TASKS FOR THIS EXERCISE =
- 1) In the text on underweight, turn the paragraph beginning "The body mass index, a ratio of a person's weight" into a short bulleted list that keeps its main facts.
- 2) According to the table in the text on underweight, what BMI range counts as moderate underweight?
- 3) Write the next part of the text on underweight, continuing from its final paragraph.

PASSAGE SHOWN =
__________

- The underweight range according to the body mass index (BMI) is the white area on the chart.
- Specialty: Endocrinology

= Underweight =

Below a weight considered healthy

Underweight is a term describing a person whose body weight is considered too low to be healthy. The definition usually refers to people with a body mass index (BMI) of under 18.5 or a weight 15% to 20% below that normal for their age and height group. While obesity is a major public health concern in many developed nations, being underweight can also carry significant health risks and is a primary cause of mortality in developing countries.

==Assessment==

| Category | BMI (kg⋅m^{−2}) |
|---|---|
| Underweight (severe) | < 16.0 |
| Underweight (moderate) | 16.0 – 16.9 |
| Underweight (mild) | 17.0 – 18.4 |
| Normal weight | 18.5 – 24.9 |
| Overweight | 25.0 – 29.9 |
| Obese | ≥ 30.0 |

The body mass index, a ratio of a person's weight to their height, has traditionally been used to assess the health of a person as it pertains to weight: under the cut-off point at a BMI of 18.5, a person is considered underweight. The calculation is given by the mass per height squared, with results usually given in kg/m^{2} (for an approximate conversion from lb/in^{2}, divide by 703). Another measure of underweight is through comparison to the average weight of a cohort of people of a similar age and height: people who are at least 15% to 20% below the average weight for the group are considered underweight.

__________

EXTRACTED INFORMATION =
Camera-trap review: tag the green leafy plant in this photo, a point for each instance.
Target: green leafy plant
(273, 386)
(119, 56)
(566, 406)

__________

TASK RESPONSES =
- 1)
- BMI is the ratio of a person's weight to their height and has traditionally been used to assess weight-related health.
- A BMI below the cut-off of 18.5 classifies a person as underweight.
- BMI is calculated as mass divided by height squared and is usually given in kg/m^{2}. To convert approximately from lb/in^{2}, divide by 703.
- Another measure compares a person with the average weight of a cohort of similar age and height. Being at least 15% to 20% below that average counts as underweight.

- 2) 16.0 – 16.9 kg⋅m^{−2}

- 3)
Body fat percentage has been suggested as another way to assess whether a person is underweight. Unlike the body mass index, which is a proxy measurement, the body fat percentage takes into account the difference in composition between adipose tissue (fat cells) and muscle tissue and their different roles in the body. The American Council on Exercise defines the amount of essential fat, below which a person is underweight, as 10–13% for women and 2–5% for men. The greater amount of essential body fat in women supports reproductive function.

==Prevalence==

Using the body mass index as a measure of weight-related health, with data from 2014, age-standardised global prevalence of underweight in women and men were 9.7% and 8.8%, respectively. These values were lower than what was reported for 1975 as 14.6% and 13.8%, respectively, indicating a worldwide reduction in the extent of undernutrition.

==Causes==
A person may be underweight due to genetics, poor absorption of nutrients, increased metabolic rate or energy expenditure, lack of food (frequently due to poverty), low appetite, drugs that affect appetite, illness (physical or mental) or the eating disorder anorexia nervosa.

Being underweight is associated with certain medical conditions, including type 1 diabetes, hyperthyroidism, cancer, and tuberculosis. People with gastrointestinal or liver problems may be unable to absorb nutrients adequately. People with certain eating disorders can also be underweight due to one or more nutrient deficiencies or excessive exercise, which exacerbates nutrient deficiencies.

A common belief is that healthy underweight individuals can 'eat what they want' and then burn it off either by high levels of activity or elevated metabolism. It has been shown, however, that individuals with BMI < 18.5 eat about 12% less calories than individuals with normal BMI (21.5 to 25) and they are 23% less physically active (by accelerometry). Underweight people tend to have low appetites and typically eat little, sporadically or infrequently.

==Problems==

Being underweight can be a symptom of an underlying condition, in which case it is secondary. Unexplained weight loss may require a professional medical diagnosis by a physician.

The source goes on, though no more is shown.